**WHAT TO PRODUCE**
Rewrite the text of all the records below, replacing "field-scouting tally" with "survey count" wherever it occurs and keeping everything else unchanged. Omit the pictures from your answer.

+-------+

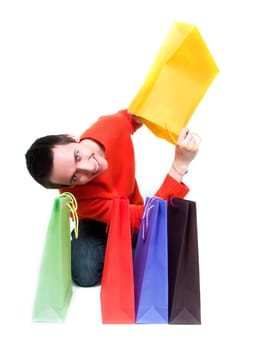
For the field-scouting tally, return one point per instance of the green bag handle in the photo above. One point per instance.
(73, 206)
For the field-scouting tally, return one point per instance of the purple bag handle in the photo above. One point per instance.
(145, 218)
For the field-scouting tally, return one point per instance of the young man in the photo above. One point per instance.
(95, 169)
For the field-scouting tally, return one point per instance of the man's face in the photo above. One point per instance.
(77, 163)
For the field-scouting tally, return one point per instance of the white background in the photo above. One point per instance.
(63, 64)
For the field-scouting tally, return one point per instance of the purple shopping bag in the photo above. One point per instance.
(151, 264)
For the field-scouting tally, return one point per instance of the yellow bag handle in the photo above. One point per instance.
(73, 206)
(197, 136)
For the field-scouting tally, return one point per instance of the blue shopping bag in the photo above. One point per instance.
(151, 264)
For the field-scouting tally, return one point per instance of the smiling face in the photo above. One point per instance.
(77, 163)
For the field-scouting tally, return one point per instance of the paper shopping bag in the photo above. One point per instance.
(183, 263)
(151, 264)
(117, 285)
(178, 79)
(54, 287)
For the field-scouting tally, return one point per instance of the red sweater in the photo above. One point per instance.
(95, 198)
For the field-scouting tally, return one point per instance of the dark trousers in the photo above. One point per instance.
(88, 252)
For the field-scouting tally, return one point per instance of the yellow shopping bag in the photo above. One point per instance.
(179, 77)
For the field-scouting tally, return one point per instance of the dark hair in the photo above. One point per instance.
(39, 158)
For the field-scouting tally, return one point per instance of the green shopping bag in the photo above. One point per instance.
(54, 287)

+-------+

**RESULT OF THIS TASK**
For the survey count, return one point per instance of the green bag handle in the photo above. One point per instance.
(73, 206)
For the survey count, return one point per instance of the purple bag handle in the photo above. One point per instance.
(145, 218)
For the survey count, return one point per instance of the young man in the photo above. One point per instance.
(95, 169)
For the survey count, return one point per instance of the man's face in the photo above. One point per instance.
(77, 163)
For the survey count, return one point per instance of the white background in the photo above. One point per instance.
(63, 64)
For the survey count, return one point per instance of the purple shopping bag in the photo above. One point per instance.
(151, 264)
For the survey count, return one point per instance of the yellow bag handle in the photo above. One point per instance.
(73, 206)
(197, 136)
For the survey count, return one point per instance of the blue shopping bag in the photo above. One point per instance.
(151, 264)
For the survey count, return one point per instance of the smiling face in the photo above. One point per instance.
(77, 163)
For the survey count, return one point per instance of the paper shopping bag in the photo above. One point per instance.
(183, 263)
(151, 264)
(117, 285)
(178, 79)
(54, 287)
For the survey count, return one point per instance of the red sweater in the photo above. One point per instance.
(95, 198)
For the survey count, return one point per instance of the dark trousers in the photo above. One point per instance.
(88, 252)
For the survey count, return one point per instance of the yellow shopping bag in the photo above. One point per instance.
(179, 77)
For the survey count, return one point per instance of the dark hair in the photo above. One point per instance.
(39, 158)
For the survey count, return one point per instance of the green shopping bag in the photo above. One point per instance.
(54, 287)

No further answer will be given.